What you should do: Every line with the word "instance" in it should be extracted from the data that follows.
═══
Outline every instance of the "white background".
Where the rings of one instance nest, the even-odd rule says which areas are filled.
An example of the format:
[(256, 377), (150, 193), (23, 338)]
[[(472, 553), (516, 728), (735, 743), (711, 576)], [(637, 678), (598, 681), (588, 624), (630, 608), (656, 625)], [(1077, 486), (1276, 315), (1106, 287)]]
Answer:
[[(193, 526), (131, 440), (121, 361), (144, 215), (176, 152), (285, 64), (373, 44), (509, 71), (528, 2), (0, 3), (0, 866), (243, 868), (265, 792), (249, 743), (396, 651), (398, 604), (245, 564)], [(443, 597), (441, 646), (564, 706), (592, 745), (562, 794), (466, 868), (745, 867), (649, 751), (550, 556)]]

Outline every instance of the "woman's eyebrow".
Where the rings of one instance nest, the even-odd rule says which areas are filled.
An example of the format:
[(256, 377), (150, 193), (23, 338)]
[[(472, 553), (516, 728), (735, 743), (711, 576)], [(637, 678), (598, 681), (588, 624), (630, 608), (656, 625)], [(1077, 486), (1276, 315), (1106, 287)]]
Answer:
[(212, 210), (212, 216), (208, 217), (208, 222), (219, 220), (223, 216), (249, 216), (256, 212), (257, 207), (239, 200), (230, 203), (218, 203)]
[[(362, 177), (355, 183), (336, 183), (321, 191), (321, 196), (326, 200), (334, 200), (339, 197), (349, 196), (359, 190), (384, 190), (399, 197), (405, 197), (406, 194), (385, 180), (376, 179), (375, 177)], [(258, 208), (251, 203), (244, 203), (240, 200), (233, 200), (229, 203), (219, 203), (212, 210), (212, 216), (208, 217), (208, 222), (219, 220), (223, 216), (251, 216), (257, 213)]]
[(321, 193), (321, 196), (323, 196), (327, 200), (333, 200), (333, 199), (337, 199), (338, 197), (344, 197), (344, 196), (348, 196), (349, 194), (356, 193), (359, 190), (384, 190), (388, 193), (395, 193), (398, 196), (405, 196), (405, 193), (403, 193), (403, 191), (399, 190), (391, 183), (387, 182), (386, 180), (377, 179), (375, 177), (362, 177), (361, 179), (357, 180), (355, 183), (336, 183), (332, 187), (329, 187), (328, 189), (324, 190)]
═══
Result:
Outline every instance of the "white background".
Where the rings of one instance nest, the even-odd rule says which areas are filled.
Outline every instance of the "woman's eyebrow".
Where the rings of one instance nest, the even-odd rule says which areas are filled.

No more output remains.